**PROBLEM DETAILS**
Count the lines in the entries below that contain the word "lips" with matching case, and reply with only that number.
--- start of DATA LINES ---
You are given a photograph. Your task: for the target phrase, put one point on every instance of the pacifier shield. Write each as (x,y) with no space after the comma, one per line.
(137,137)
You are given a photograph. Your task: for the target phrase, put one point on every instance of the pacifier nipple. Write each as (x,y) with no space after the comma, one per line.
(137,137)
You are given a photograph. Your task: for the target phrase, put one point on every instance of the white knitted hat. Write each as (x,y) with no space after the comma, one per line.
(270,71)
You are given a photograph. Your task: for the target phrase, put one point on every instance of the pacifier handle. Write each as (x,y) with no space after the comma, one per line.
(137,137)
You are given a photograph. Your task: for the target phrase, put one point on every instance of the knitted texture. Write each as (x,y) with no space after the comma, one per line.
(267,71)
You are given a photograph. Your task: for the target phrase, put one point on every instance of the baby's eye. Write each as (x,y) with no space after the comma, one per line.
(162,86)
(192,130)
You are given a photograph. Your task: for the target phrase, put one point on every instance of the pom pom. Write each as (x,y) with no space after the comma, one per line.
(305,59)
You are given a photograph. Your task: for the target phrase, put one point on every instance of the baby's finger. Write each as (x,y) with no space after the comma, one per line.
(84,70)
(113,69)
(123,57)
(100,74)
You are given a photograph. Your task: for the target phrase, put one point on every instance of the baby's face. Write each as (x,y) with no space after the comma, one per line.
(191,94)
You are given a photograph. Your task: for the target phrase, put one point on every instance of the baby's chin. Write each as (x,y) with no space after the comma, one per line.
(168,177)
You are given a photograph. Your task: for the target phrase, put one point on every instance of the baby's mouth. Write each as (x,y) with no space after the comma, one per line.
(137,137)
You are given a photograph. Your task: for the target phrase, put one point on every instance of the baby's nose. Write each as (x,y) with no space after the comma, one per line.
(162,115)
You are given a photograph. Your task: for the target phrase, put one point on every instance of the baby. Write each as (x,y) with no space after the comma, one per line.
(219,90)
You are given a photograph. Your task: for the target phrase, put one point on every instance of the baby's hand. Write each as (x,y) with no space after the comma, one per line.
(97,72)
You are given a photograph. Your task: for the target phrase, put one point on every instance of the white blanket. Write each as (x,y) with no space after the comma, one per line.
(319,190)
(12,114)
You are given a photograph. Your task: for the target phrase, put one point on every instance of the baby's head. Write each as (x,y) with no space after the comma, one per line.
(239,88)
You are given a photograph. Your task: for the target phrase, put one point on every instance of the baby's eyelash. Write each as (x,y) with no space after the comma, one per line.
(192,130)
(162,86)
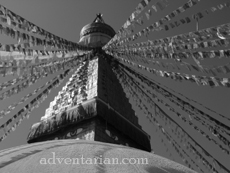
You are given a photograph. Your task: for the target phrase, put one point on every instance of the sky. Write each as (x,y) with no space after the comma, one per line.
(66,19)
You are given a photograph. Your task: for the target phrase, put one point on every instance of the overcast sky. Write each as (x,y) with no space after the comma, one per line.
(66,18)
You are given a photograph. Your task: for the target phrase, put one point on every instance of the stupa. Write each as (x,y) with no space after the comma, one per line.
(90,118)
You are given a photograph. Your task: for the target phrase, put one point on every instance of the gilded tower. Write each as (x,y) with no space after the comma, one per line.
(92,105)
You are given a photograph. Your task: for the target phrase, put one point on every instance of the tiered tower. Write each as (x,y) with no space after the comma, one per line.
(92,105)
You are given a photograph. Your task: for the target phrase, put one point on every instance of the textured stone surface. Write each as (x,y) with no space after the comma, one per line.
(26,159)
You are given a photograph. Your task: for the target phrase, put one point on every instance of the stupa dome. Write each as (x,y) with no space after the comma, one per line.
(78,156)
(97,33)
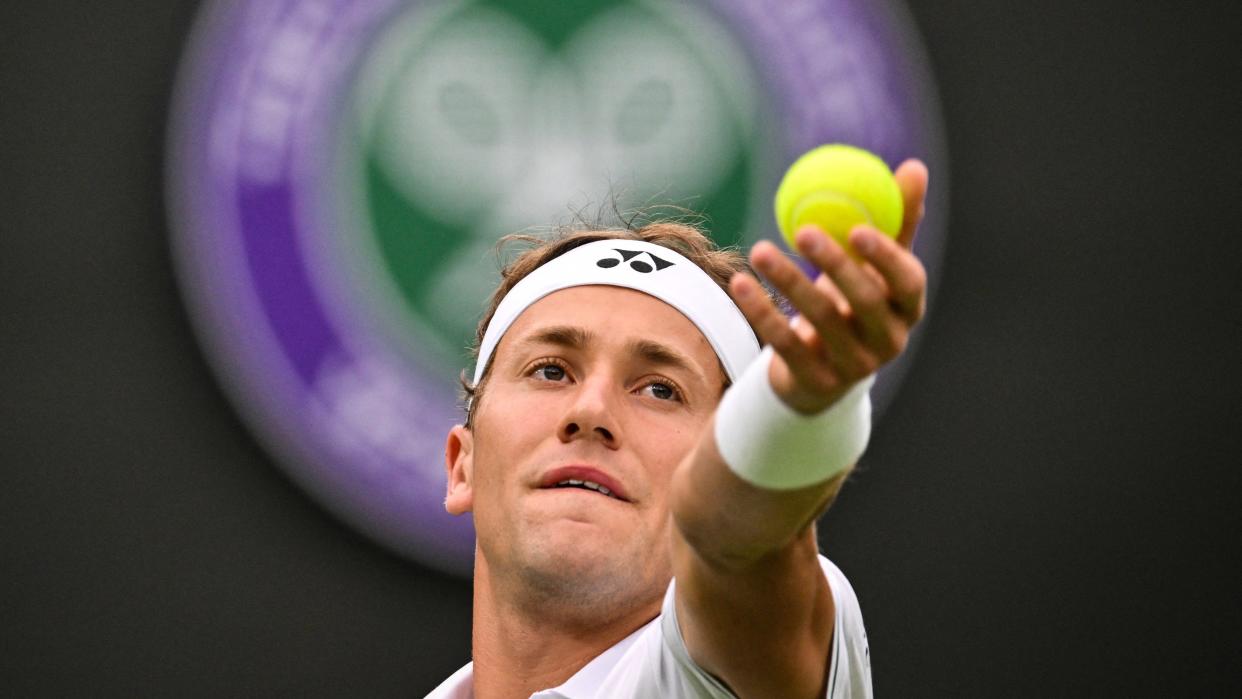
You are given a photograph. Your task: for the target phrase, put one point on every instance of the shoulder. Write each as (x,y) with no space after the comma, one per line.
(657,663)
(850,666)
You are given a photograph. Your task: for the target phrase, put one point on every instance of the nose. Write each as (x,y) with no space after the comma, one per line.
(591,415)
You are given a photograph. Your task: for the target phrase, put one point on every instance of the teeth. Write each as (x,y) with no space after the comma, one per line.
(590,484)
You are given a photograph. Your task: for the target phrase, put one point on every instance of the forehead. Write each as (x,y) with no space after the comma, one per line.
(615,315)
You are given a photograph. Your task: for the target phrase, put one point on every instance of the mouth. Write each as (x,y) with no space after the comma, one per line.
(584,478)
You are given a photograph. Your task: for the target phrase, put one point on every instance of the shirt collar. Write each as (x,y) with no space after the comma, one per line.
(584,684)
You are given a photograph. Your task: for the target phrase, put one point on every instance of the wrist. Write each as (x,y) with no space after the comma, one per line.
(770,445)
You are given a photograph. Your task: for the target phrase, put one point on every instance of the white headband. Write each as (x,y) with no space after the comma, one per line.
(641,266)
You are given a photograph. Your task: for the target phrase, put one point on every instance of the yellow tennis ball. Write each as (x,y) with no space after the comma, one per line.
(836,188)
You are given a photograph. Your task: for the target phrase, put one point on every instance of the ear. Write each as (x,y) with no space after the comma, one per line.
(460,467)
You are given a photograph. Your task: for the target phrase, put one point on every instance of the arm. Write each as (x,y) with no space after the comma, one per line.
(753,604)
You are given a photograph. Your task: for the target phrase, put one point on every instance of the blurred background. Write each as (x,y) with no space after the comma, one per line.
(237,256)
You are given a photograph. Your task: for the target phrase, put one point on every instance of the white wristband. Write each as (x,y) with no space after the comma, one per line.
(770,445)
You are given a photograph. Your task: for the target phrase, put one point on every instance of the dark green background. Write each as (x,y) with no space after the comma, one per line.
(1050,508)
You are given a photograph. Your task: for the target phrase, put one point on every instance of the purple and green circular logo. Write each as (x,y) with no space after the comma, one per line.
(342,169)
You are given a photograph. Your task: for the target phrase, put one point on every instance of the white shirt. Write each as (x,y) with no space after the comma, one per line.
(653,661)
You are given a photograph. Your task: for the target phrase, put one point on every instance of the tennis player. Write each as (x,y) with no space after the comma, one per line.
(648,443)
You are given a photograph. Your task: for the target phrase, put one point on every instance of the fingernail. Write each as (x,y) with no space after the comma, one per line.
(863,242)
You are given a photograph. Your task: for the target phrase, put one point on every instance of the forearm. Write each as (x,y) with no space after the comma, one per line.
(733,523)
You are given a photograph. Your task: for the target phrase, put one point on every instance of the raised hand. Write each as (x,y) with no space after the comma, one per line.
(853,318)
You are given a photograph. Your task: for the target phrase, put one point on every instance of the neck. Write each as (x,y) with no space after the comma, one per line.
(522,646)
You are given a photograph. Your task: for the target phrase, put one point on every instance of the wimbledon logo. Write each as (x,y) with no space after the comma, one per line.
(342,169)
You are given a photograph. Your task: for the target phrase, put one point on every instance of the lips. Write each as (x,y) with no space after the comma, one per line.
(586,478)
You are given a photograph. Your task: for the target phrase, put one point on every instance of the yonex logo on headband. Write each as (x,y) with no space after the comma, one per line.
(684,286)
(636,265)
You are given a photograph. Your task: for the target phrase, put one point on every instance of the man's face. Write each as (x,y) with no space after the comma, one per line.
(599,385)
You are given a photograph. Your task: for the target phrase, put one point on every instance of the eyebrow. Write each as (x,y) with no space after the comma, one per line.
(560,335)
(648,350)
(661,355)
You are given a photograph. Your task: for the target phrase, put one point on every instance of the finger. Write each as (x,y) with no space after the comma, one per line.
(867,293)
(912,179)
(901,270)
(824,311)
(771,325)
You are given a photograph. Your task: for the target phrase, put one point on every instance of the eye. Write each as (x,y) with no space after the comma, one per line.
(548,371)
(663,391)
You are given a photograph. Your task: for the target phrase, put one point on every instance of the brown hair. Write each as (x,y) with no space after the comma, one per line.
(686,237)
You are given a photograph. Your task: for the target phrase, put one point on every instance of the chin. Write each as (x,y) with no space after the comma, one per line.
(593,577)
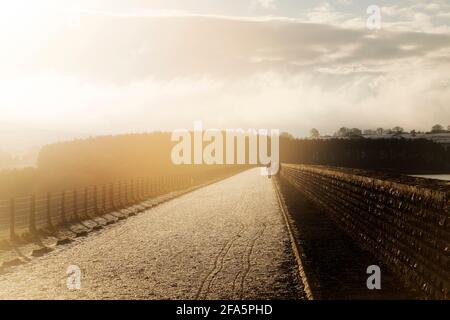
--- end of DATA LINES ---
**ANSWER FOR THIS EXERCISE**
1